EXERCISE PROMPT
State how many lines of the records contain the word "trunk", giving only the number.

Extracted data entries
※

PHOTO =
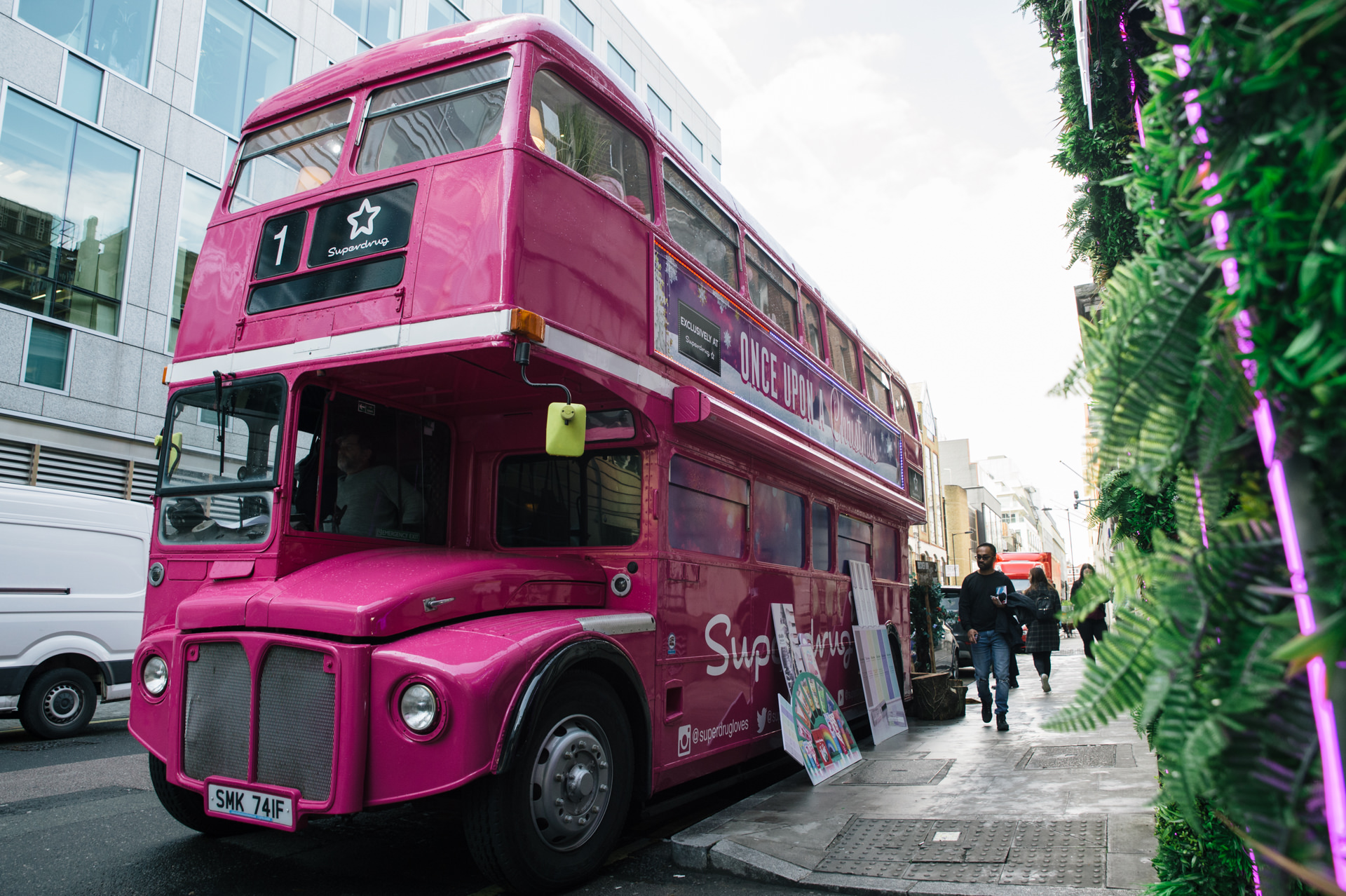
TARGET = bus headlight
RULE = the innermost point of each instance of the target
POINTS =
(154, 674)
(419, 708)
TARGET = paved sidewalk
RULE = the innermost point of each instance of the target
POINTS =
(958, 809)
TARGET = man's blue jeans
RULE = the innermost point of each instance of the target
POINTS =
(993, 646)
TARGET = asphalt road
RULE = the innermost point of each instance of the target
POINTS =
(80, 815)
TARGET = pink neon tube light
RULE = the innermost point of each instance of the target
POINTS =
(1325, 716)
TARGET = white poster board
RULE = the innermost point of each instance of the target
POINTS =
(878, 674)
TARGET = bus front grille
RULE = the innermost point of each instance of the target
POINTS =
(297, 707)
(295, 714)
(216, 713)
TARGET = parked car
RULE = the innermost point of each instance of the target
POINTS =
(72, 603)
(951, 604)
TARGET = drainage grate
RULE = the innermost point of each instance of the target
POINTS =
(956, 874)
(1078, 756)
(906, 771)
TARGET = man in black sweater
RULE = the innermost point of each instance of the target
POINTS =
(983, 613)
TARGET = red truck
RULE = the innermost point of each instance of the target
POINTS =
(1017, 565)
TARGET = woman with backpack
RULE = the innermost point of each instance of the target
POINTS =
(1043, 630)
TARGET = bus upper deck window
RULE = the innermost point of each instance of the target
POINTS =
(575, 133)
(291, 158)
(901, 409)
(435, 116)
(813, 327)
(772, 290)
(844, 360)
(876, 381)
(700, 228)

※

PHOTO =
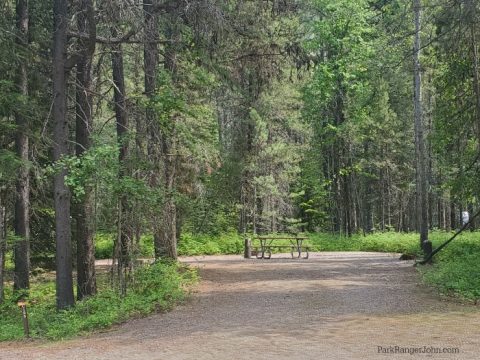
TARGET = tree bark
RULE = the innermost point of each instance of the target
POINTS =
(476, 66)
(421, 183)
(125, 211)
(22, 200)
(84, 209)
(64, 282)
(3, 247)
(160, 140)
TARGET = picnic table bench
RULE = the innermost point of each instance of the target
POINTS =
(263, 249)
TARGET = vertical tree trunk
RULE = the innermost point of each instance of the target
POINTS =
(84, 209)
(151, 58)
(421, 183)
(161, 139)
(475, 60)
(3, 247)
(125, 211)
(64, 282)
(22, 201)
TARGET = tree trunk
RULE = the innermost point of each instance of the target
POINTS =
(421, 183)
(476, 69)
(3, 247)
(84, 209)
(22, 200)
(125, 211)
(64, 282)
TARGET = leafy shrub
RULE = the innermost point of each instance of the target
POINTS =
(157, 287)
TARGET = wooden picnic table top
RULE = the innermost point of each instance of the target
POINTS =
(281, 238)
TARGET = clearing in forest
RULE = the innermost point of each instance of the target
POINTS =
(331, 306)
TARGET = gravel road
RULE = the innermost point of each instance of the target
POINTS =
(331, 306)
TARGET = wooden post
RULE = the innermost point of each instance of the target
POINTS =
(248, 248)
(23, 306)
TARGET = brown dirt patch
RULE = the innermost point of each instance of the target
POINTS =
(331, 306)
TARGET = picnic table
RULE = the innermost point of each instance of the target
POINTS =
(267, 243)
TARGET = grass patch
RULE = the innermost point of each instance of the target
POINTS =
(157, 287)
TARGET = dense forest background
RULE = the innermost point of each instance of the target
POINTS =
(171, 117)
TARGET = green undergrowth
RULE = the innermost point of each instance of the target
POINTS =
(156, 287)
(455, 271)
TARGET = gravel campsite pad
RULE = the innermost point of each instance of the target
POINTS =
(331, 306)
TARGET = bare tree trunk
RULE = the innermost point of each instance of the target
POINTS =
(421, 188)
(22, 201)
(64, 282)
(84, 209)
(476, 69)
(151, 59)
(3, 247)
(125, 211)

※

REPLY TO THE EXERCISE
3